• [Given instruction]: List every figure designation mentioned in the air pump passage, in the order each first appears.

* Begin Text segment *

With its reciprocating movement (expansion and contraction), the actuator 1 repeatedly switches between the states shown in FIGS. 4A and 4B, thereby changing the volume of the pump chamber 1c and the pressure in the pump chamber 1c. Thus, an air pump with a simple structure can be provided, without a power transmission device such as a motor or a gear.

With the above described air pump B in accordance with the second embodiment, a complicated mechanism such as a conventional motor or clutch is not necessary, and a component for converting the direction of movement from rotating movement to reciprocating movement is not required either. Accordingly, an air pump with a simple structure can be provided. Also, such an air pump is smaller and lighter than a conventional air pump with a motor.

With this air pump B, there is no driving noise of a motor. Accordingly, the driving noise of the air pump can be reduced, since there are no components for converting the direction of movement. Furthermore, the air pump B can operate with a lower current than a current required for driving a motor.

Compared with the case where the disk-like electrostriction polymer actuator of the prior art is employed as a diaphragm, the volume change of the pump chamber can be easily made greater.

Although the EPAM (1) shown in FIG. 2A is used for the actuator 1 in the second embodiment, the same effects as those of the second embodiment can be achieved by employing the EPAM (2) shown in FIG. 2B.

Third Embodiment

Referring now to FIGS. 5A and 5B, the structure of an air pump in accordance with a third embodiment is described.

An air pump C in accordance with the third embodiment differs from the air pump A of the first embodiment in that housing members 12 and 13 each having a greater diameter than the outer diameter of the actuator 1, and, as a restoration mechanism for generating the restoring force against expansion and contraction, a spring 8 that is an elastic member supported by the first housing member and the second housing member in such a manner as to cover the outer surface of the actuator 1 are provided. The main difference is that the spring 8 with a greater diameter than the outer diameter of the actuator 1 is provided outside the air pump C and between the housing members 12 and 13. In the following, explanation is focused on the differences between the first and third embodiments.

As shown in FIG. 5A, in a case where the voltage to be applied to the actuator 1 is OFF, the actuator 1 stands still at such a location that the volume of the pump chamber 1c becomes the largest.

* End Text segment *
* Begin Extracted data *

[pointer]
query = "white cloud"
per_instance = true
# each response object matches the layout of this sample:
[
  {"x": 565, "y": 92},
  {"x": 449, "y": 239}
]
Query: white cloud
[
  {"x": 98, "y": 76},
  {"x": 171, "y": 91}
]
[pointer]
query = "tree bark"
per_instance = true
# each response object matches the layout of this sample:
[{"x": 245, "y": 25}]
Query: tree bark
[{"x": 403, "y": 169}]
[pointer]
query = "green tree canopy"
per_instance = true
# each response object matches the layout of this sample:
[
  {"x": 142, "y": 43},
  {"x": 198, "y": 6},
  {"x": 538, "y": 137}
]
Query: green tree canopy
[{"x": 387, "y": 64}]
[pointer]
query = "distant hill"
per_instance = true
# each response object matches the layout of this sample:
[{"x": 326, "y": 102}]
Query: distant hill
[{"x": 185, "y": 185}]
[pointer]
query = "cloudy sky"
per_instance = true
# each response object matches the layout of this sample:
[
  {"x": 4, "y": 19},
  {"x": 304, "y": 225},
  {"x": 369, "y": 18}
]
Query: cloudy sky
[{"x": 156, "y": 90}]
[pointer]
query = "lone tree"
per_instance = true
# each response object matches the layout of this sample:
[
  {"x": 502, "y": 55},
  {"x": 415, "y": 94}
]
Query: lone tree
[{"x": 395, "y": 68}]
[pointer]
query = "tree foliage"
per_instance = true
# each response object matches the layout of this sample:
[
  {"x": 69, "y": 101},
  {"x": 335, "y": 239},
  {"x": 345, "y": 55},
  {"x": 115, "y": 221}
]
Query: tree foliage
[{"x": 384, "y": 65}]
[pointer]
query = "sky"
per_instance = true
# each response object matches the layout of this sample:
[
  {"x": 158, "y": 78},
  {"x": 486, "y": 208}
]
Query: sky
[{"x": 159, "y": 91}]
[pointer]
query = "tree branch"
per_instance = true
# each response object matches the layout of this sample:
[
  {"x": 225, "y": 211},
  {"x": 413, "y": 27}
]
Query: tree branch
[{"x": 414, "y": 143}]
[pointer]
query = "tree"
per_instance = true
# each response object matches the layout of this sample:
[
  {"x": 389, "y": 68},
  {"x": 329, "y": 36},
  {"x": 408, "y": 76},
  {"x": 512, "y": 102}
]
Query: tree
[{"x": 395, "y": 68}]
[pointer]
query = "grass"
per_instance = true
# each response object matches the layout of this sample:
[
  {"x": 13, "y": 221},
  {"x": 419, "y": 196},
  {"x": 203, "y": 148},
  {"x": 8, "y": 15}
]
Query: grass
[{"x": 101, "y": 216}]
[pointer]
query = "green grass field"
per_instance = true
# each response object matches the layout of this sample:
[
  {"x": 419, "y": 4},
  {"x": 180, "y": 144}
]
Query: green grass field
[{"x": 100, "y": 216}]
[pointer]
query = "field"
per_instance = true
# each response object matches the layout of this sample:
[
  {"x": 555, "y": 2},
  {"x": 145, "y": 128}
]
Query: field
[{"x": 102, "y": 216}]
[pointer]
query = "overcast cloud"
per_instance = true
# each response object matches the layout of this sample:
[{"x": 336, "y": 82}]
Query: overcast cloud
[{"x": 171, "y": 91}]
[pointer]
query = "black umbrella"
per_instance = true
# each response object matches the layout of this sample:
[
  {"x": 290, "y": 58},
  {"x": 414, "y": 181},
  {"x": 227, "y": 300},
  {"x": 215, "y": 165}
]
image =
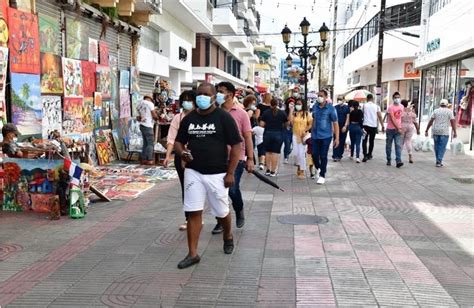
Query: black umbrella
[{"x": 265, "y": 179}]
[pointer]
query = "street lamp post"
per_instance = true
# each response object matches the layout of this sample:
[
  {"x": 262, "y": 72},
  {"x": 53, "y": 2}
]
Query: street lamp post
[{"x": 305, "y": 51}]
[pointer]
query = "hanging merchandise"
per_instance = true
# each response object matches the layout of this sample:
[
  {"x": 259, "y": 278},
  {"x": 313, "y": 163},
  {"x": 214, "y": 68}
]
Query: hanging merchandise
[{"x": 23, "y": 42}]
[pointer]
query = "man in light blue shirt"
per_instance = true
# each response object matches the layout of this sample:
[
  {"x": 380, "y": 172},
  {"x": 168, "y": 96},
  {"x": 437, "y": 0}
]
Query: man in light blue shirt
[{"x": 325, "y": 125}]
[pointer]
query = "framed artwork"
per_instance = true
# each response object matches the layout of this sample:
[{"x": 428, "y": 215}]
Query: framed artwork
[
  {"x": 27, "y": 112},
  {"x": 23, "y": 42},
  {"x": 72, "y": 76},
  {"x": 51, "y": 74}
]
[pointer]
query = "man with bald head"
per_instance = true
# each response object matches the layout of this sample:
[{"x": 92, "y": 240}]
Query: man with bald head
[{"x": 202, "y": 142}]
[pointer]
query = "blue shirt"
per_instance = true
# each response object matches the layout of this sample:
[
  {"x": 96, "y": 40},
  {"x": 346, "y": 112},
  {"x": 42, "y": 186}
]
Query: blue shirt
[{"x": 323, "y": 119}]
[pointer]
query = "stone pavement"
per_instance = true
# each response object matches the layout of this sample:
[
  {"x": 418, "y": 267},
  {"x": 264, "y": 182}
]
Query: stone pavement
[{"x": 395, "y": 237}]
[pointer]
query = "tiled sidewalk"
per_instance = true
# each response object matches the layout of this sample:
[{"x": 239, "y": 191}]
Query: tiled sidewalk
[{"x": 395, "y": 237}]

* End Extracted data *

• [Solution]: FIG. 4A, FIG. 4B, FIG. 2A, FIG. 2B, FIG. 5A, FIG. 5B